Below is a block of data; give all of it again word for word.

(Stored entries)
────────────────────
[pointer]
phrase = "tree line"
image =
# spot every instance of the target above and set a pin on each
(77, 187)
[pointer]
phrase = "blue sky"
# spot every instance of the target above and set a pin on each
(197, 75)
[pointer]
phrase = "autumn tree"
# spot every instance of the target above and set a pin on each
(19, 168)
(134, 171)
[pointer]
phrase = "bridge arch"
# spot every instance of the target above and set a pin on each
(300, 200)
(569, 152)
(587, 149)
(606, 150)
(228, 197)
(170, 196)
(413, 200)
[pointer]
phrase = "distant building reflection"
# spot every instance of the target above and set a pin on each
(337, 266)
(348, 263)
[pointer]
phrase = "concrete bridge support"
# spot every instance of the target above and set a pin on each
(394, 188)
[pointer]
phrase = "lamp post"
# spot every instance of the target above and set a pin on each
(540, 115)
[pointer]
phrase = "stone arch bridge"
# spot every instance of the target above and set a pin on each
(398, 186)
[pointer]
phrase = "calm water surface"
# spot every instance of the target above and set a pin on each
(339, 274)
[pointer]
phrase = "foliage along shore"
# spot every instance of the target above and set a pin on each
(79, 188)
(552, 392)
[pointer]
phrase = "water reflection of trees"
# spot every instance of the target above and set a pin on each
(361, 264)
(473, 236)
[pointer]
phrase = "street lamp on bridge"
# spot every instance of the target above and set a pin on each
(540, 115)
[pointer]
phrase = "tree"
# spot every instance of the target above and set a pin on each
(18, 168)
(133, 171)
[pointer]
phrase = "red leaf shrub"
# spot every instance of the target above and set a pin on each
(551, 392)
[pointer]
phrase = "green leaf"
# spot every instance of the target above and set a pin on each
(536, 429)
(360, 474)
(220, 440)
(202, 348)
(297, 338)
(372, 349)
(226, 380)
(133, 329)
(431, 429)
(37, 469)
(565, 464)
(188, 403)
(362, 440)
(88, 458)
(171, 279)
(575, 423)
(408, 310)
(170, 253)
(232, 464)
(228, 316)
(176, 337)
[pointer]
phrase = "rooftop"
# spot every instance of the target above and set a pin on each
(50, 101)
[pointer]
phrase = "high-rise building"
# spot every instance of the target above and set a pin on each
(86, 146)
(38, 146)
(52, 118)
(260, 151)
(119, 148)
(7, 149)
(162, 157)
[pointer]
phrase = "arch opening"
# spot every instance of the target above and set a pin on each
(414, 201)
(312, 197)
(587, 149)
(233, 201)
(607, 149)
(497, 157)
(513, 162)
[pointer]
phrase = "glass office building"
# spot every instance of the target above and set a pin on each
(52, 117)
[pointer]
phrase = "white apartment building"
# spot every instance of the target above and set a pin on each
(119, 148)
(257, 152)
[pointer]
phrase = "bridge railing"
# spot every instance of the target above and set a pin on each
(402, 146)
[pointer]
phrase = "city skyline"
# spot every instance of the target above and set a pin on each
────────────────────
**Answer to the problem**
[pointer]
phrase = "tree line"
image =
# spot every instance of the target above and set a pin on each
(77, 187)
[pointer]
phrase = "blue sky"
# spot every instance of the target above and set a pin on each
(197, 75)
[pointer]
phrase = "autumn tree"
# spot every instance of the target above and set a pin on each
(19, 168)
(134, 171)
[pointer]
phrase = "bridge arch"
# spot every instance of the target above and set a pin on each
(300, 200)
(569, 152)
(587, 149)
(606, 150)
(228, 197)
(170, 196)
(413, 200)
[pointer]
phrase = "distant building reflection"
# spot every instance of the target above and set a pin on each
(337, 266)
(348, 263)
[pointer]
phrase = "concrete bridge support"
# spot every instance of the target above and set a pin on each
(394, 188)
[pointer]
phrase = "lamp post"
# spot every instance of the target above and set a pin on each
(540, 115)
[pointer]
phrase = "stone arch bridge"
# spot every instance of the target above and set a pin on each
(398, 186)
[pointer]
phrase = "calm water surface"
# spot every instance of the target above and set a pin on each
(339, 274)
[pointer]
phrase = "foliage along shore"
# spot every instance of the target above and set a pin on each
(79, 188)
(552, 392)
[pointer]
phrase = "water reflection of trees"
# spot every instance of the target above and set a pin on each
(361, 264)
(473, 236)
[pointer]
phrase = "street lamp on bridge"
# spot every instance of the target above and set a pin on each
(540, 115)
[pointer]
phrase = "tree"
# spot every instance of the target above and set a pin on each
(18, 168)
(133, 171)
[pointer]
phrase = "red leaf shrub"
# spot every instance of the target above and set a pin on each
(551, 392)
[pointer]
phrase = "green leaf"
# spot every instance of the target above and set a pin on each
(536, 429)
(360, 474)
(220, 440)
(202, 348)
(297, 338)
(372, 349)
(226, 380)
(133, 329)
(431, 429)
(37, 469)
(565, 464)
(188, 403)
(362, 440)
(88, 458)
(171, 279)
(575, 423)
(408, 310)
(170, 253)
(232, 464)
(228, 316)
(176, 337)
[pointer]
phrase = "rooftop"
# spot every instance of the target above and set a pin on each
(50, 101)
[pointer]
phrase = "high-rise building"
# spot every instance of the target above and set a pin on each
(86, 146)
(38, 146)
(52, 118)
(260, 151)
(119, 148)
(7, 149)
(162, 157)
[pointer]
phrase = "arch opening"
# spot every instance of the target above and set a pin on each
(414, 201)
(312, 197)
(587, 149)
(233, 201)
(607, 149)
(497, 157)
(513, 162)
[pointer]
phrase = "glass office building"
# spot every instance of the target above and set a pin on each
(52, 117)
[pointer]
phrase = "white apartment building"
# spot every instance of the target above and set a pin on each
(119, 148)
(257, 152)
[pointer]
phrase = "bridge railing"
# spot every instance of the target above and set a pin on each
(402, 146)
[pointer]
phrase = "city skyline"
# spot every instance of the target above and set a pin on each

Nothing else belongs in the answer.